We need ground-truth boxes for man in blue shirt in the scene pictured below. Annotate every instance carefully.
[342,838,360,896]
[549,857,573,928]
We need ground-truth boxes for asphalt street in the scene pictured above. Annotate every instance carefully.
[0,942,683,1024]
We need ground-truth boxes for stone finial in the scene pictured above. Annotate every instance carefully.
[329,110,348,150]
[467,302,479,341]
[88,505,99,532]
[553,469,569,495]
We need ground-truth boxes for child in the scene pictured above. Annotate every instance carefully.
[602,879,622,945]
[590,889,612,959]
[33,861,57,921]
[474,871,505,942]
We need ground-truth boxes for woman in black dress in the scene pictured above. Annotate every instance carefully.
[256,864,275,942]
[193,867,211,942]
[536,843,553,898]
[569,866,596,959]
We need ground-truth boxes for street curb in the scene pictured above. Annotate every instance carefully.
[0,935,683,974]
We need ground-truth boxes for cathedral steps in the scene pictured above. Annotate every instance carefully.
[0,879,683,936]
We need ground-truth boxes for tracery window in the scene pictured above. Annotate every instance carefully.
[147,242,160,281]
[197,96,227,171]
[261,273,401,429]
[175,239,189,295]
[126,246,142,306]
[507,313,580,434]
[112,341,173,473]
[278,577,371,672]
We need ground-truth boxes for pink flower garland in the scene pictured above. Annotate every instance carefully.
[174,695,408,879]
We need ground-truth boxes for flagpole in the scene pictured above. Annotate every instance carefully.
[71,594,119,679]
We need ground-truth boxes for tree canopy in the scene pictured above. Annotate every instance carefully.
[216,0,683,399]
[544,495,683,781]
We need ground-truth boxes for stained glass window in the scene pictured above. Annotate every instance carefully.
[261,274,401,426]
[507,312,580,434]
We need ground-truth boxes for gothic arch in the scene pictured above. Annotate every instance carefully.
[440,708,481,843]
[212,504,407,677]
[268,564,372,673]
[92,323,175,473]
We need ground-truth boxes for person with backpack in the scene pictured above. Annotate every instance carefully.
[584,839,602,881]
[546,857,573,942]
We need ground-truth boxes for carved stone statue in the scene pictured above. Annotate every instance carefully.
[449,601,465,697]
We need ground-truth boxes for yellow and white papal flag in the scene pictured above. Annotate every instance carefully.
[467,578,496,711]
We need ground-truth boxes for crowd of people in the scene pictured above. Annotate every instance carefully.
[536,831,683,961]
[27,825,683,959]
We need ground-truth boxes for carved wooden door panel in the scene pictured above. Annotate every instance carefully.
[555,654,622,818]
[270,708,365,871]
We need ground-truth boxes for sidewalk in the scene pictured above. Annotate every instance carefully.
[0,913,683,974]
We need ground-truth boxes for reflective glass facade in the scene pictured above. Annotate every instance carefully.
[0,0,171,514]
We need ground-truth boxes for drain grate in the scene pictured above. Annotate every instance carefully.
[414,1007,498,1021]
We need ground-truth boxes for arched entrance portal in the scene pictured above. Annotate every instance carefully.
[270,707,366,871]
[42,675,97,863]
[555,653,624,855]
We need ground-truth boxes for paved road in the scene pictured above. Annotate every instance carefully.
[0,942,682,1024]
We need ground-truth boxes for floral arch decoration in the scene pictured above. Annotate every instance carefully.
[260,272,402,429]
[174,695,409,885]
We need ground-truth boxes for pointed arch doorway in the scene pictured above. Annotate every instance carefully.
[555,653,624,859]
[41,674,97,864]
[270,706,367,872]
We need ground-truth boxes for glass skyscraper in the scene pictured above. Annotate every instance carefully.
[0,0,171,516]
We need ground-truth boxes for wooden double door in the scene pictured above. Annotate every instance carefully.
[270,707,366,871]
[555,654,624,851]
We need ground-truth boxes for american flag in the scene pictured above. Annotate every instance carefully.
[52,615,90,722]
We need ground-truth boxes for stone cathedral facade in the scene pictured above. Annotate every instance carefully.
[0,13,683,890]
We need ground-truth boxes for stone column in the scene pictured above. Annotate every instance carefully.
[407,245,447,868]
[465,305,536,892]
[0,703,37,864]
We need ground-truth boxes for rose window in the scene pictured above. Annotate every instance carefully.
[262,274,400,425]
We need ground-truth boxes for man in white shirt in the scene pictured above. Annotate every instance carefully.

CONSIGNES ET EXIGENCES »
Mettez en forme les lignes du listing ci-dessus sous forme de liste numérotée, en omettant les lignes vides.

RÉPONSE COMPLÈTE »
1. We need ground-truth boxes for man in blue shirt in the scene pictured below. Annotate every instance carefully.
2. [342,838,360,896]
3. [549,857,573,928]
4. We need ground-truth boxes for asphalt street in the scene pictured above. Annotate every instance carefully.
5. [0,942,683,1024]
6. We need ground-truth boxes for stone finial in the scene pictured above. Annotate every instance carefully.
7. [329,110,348,150]
8. [467,302,479,341]
9. [88,505,99,532]
10. [553,469,569,495]
11. We need ground-truth boxes for child in the scene pictured above. Annotate every instance carefully.
12. [602,879,622,945]
13. [590,889,612,959]
14. [33,861,57,921]
15. [474,871,505,942]
16. We need ground-truth boxes for woman in black dress in the scene pictured above. Annotate every instance carefully.
17. [256,864,275,942]
18. [193,867,211,942]
19. [536,843,553,898]
20. [569,866,596,959]
21. We need ground-truth boxes for street curb in the scene pictured above. Annotate every instance carefully.
22. [0,935,683,974]
23. We need ground-truth boxes for cathedral steps in the scene pictured above. Annotate every instance carefully.
24. [0,879,683,936]
25. We need ground-truth boxes for tracery window in the scene pictured above. Annotate every instance carefully.
26. [147,242,160,281]
27. [197,96,227,171]
28. [261,273,401,429]
29. [175,239,189,295]
30. [126,246,142,306]
31. [507,313,580,434]
32. [112,341,173,473]
33. [278,577,371,672]
34. We need ground-truth boxes for pink flower garland in the scene pictured above. Annotate every instance carefully.
35. [174,695,408,879]
36. We need ground-truth boxes for flagpole in the scene pictured above. Annotate every instance carefully.
37. [71,594,119,679]
38. We need ground-truth boxes for tree canopy in the scene pictured above. Annotate every instance carefully.
39. [216,0,683,399]
40. [544,495,683,781]
41. We need ground-truth boxes for stained glass window in the scene pictured above. Annotate every instance carefully.
42. [261,274,401,426]
43. [507,312,580,434]
44. We need ground-truth boxes for gothic arch in the scene pictured above. Annotate every instance carefully.
45. [440,708,481,843]
46. [212,504,407,677]
47. [268,564,372,673]
48. [92,323,175,473]
49. We need ground-truth boxes for person with backpack in the scene pictured above. Annotate every instance carefully.
50. [584,839,602,881]
51. [546,857,573,942]
52. We need ground-truth boxes for carved stone statue in the scene pictured above. Annotate every instance carefully.
53. [449,601,465,697]
54. We need ground-truth boxes for yellow and white papal flag in the scene pictured above. Annotate every instance carefully.
55. [467,578,496,711]
56. We need ground-truth boxes for crowd of people in the scene pictured above. Annotate every instance carefully.
57. [536,831,683,961]
58. [27,825,683,959]
59. We need ground-truth boxes for carved wooden door panel in the scene pictured above. Annotate every instance carefully.
60. [555,654,622,818]
61. [270,708,365,871]
62. We need ground-truth boxes for sidewalk in the scene pictured above. Annotate every instance carefully.
63. [0,913,683,974]
64. We need ground-truth boxes for reflective glass facade in the scene pictured above. Annotate every instance carefully.
65. [0,0,171,514]
66. We need ground-truth boxes for drain grate in the scene pictured above. Annotate every instance carefully.
67. [414,1007,498,1021]
68. We need ground-truth boxes for arched entrance portal in the scene pictured above. Annotate every instance carefully.
69. [270,707,366,871]
70. [42,675,97,863]
71. [555,653,624,855]
72. We need ground-truth boxes for paved road in the scene pictured above. Annotate every instance carefully.
73. [0,942,682,1024]
74. We need ground-truth boxes for floral arch decoration in the scene pictured above. Annotate every instance carefully.
75. [260,272,402,429]
76. [174,695,409,885]
77. We need ground-truth boxes for pointed arch doorway in the scene pictured above. Annotate every instance carefully.
78. [555,653,624,859]
79. [41,674,97,864]
80. [270,706,367,872]
81. We need ground-truth boxes for glass skyscraper in the scene pictured above. Annotate every instance carefully.
82. [0,0,171,516]
83. We need ground-truth boxes for wooden double door in the scene pictured above. Annotate every instance carefully.
84. [270,707,366,871]
85. [555,654,624,851]
86. We need ground-truth boxes for american flag in the scene pictured above. Annotate every instance carefully.
87. [52,615,90,722]
88. We need ground-truth boxes for stone cathedral facade in the scene pictured above. Annotate every instance carefully.
89. [0,13,683,890]
90. We need ground-truth boxes for stone column in the scene pictured above. Annotate every instance carefully.
91. [407,245,447,868]
92. [465,305,536,892]
93. [0,703,37,864]
94. We need ground-truth boxes for rose window in the scene pictured above. Annotate every instance carefully.
95. [262,274,400,425]
96. We need ground-truth boxes for man in white shirt in the scene pictured above. Annotate every instance carefully.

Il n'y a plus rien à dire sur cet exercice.